Stated task: Repeat the material below word for word and leave out all pictures.

Given data:
%%

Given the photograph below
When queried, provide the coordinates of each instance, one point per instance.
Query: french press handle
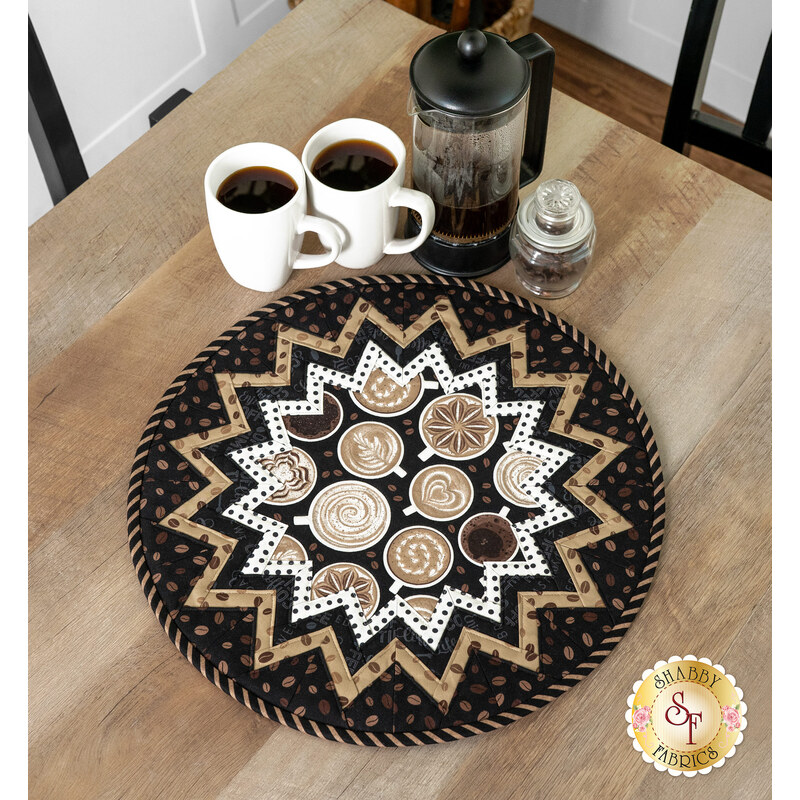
(542, 58)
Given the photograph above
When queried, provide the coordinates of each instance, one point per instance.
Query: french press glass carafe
(480, 105)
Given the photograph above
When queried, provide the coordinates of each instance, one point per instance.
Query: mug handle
(423, 205)
(330, 236)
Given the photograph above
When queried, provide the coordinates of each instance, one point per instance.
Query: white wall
(647, 34)
(115, 61)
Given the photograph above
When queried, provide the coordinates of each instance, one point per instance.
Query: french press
(480, 105)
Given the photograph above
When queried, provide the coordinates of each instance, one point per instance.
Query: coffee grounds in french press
(552, 239)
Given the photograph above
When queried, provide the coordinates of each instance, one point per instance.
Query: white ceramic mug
(368, 218)
(260, 250)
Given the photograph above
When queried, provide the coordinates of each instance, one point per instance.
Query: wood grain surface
(126, 287)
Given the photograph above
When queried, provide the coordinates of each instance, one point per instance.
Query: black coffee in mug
(256, 190)
(353, 165)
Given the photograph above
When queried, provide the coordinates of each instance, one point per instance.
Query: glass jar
(552, 239)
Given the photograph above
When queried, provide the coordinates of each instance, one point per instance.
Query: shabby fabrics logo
(686, 716)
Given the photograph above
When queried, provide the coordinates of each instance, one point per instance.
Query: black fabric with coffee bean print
(278, 531)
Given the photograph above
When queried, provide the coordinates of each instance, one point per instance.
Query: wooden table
(679, 299)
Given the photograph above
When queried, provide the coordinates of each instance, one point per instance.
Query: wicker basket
(512, 23)
(515, 22)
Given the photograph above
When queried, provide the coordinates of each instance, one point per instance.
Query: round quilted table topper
(397, 510)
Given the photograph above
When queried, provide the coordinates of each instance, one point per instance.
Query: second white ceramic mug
(367, 219)
(260, 250)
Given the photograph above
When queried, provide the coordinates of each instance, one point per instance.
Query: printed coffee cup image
(371, 450)
(342, 576)
(488, 537)
(383, 395)
(440, 492)
(295, 470)
(418, 557)
(289, 549)
(313, 427)
(510, 472)
(348, 515)
(456, 427)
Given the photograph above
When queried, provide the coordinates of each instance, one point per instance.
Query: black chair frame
(686, 124)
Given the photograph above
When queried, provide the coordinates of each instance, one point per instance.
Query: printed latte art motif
(384, 396)
(512, 470)
(442, 492)
(340, 577)
(487, 537)
(457, 426)
(418, 556)
(370, 449)
(295, 470)
(349, 515)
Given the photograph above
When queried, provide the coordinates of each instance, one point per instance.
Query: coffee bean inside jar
(552, 239)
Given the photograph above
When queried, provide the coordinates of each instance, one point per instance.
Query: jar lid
(555, 217)
(469, 73)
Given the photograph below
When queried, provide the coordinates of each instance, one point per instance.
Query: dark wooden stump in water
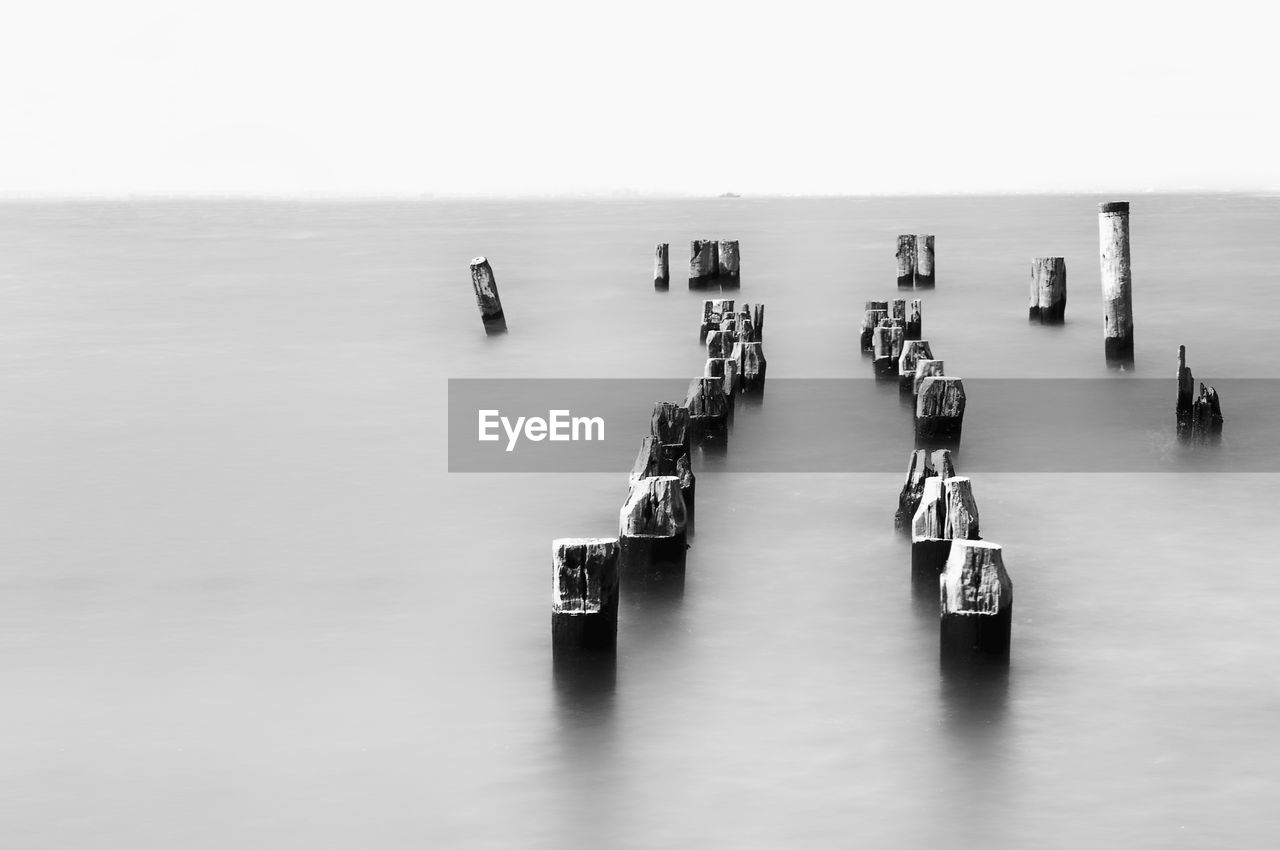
(1048, 291)
(924, 278)
(906, 261)
(977, 602)
(938, 412)
(653, 529)
(487, 297)
(922, 466)
(730, 263)
(914, 319)
(584, 595)
(661, 266)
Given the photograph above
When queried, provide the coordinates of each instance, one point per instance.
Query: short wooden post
(1185, 394)
(913, 352)
(914, 324)
(923, 465)
(584, 595)
(709, 411)
(906, 261)
(926, 369)
(661, 266)
(702, 264)
(871, 321)
(1048, 291)
(887, 347)
(753, 369)
(923, 261)
(487, 297)
(730, 263)
(1206, 416)
(653, 528)
(1116, 283)
(977, 599)
(940, 412)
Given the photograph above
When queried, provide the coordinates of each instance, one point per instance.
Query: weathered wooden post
(702, 264)
(730, 263)
(923, 465)
(653, 528)
(708, 411)
(753, 370)
(914, 324)
(1116, 283)
(913, 352)
(906, 261)
(487, 297)
(923, 261)
(584, 595)
(977, 599)
(876, 311)
(926, 369)
(1185, 394)
(1207, 416)
(1048, 291)
(938, 412)
(887, 347)
(661, 266)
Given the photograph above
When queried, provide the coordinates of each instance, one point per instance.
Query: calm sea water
(242, 602)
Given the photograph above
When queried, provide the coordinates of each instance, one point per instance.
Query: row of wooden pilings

%%

Answer to this task:
Given the photograph below
When queried, provide the coordinates of each instance, one point per instance.
Query: french press handle
(542, 58)
Given the photograph above
When queried, provide the coordinates of each instance, one point per instance.
Query: french press glass carafe
(480, 105)
Given the photograph above
When queried, provide the coordinates of each instance, one point per instance.
Query: mug handle
(423, 205)
(330, 236)
Given the photograph above
When queried, provide the coordinates of each instance, one point per instance.
Query: white wall
(647, 34)
(115, 61)
Given the photograph above
When queried, provide the coordinates of each instance, one point per instance.
Query: french press
(480, 105)
Given the photograph above
When queried, provide the coordinates of each instance, one point per instance.
Query: coffee grounds in french press
(552, 239)
Given the photograph above
When queried, provide the coordinates of each instance, one point per instance.
Query: white ceramic mug
(368, 218)
(260, 250)
Given the photograph above
When queried, provide the coordinates of each instance, one point per instance.
Query: wood grain surface
(126, 287)
Given the photograph above
When queried, provide the coordinates of each instance, one point per instance.
Query: black coffee in mug
(256, 190)
(353, 165)
Given the photograph above
When queried, provide the coordinates of each instance, one point per instance.
Query: glass jar
(552, 239)
Given the photograph above
When queried, provide the coordinates of each instance, one point per instance.
Query: shabby fabrics logo
(686, 716)
Given the photograph above
When queried, provide the coordinates of each instance, one point per instance.
Query: black fabric with coffee bean print
(278, 531)
Given the photograph above
When queried, provide the coordinates of each instance, one point per instance.
Query: wooden table
(679, 299)
Given the photograph above
When queried, provide the coordinates of each instance, one point per instance.
Query: wicker basket
(512, 23)
(515, 22)
Given the photograph above
When queried, provide the coordinates of each instance, one point per instance.
Query: round quilted table topper
(397, 510)
Given the photograph above
When queried, provide the coordinates of each instance, one point per instance.
Query: second white ceramic mug
(367, 219)
(260, 250)
Given the photograph above
When queried, provide the coordinates of each instance, one point per instance.
Query: printed coffee cup image
(371, 450)
(342, 576)
(488, 537)
(383, 395)
(440, 492)
(295, 470)
(418, 557)
(289, 549)
(313, 427)
(510, 472)
(348, 515)
(456, 427)
Given the photograph above
When queried, provide the coordinates of each instance, one point per instance.
Query: black chair frame
(686, 124)
Given the photograph above
When queried, provide the coordinates of each instance, one point per instance.
Query: printed latte art motif
(384, 396)
(512, 470)
(442, 492)
(340, 577)
(487, 537)
(457, 426)
(418, 556)
(370, 449)
(295, 470)
(349, 515)
Given the photograph above
When queried, provide the coordinates of each instance, one point per instance.
Query: coffee bean inside jar
(552, 239)
Given the photograph above
When queried, provide the coordinates of each instance, one point per instance.
Query: jar lid
(555, 217)
(469, 73)
Given the photograph below
When queried, provide the coordinates of each instance, one point per instance.
Query: dark wooden stump in water
(1048, 291)
(924, 278)
(906, 261)
(977, 602)
(938, 412)
(653, 529)
(487, 297)
(922, 466)
(730, 263)
(914, 319)
(584, 595)
(661, 266)
Given the photograph above
When queried, provide the coordinates of each instance, one point per instance.
Query: short wooden post
(1185, 394)
(913, 352)
(914, 324)
(923, 465)
(584, 595)
(709, 411)
(906, 261)
(926, 369)
(661, 266)
(702, 264)
(871, 321)
(1048, 291)
(887, 347)
(753, 369)
(923, 261)
(487, 297)
(730, 263)
(1206, 416)
(653, 528)
(1116, 283)
(977, 599)
(940, 412)
Given the photograph above
When queried, provide the coordinates of each instance, one point per instance.
Query: weathered wooden post
(702, 264)
(730, 263)
(923, 465)
(653, 528)
(708, 411)
(753, 370)
(914, 324)
(1116, 283)
(913, 352)
(906, 261)
(487, 297)
(923, 261)
(584, 595)
(977, 599)
(876, 311)
(926, 369)
(1185, 394)
(1207, 416)
(1048, 291)
(938, 412)
(887, 347)
(661, 266)
Given the photograph above
When queried, provide the coordinates of each instance, one point per instance.
Query: calm sea water
(242, 602)
Given the photograph above
When queried, provide the coordinates of each instance, one point per instance.
Query: row of wooden pilings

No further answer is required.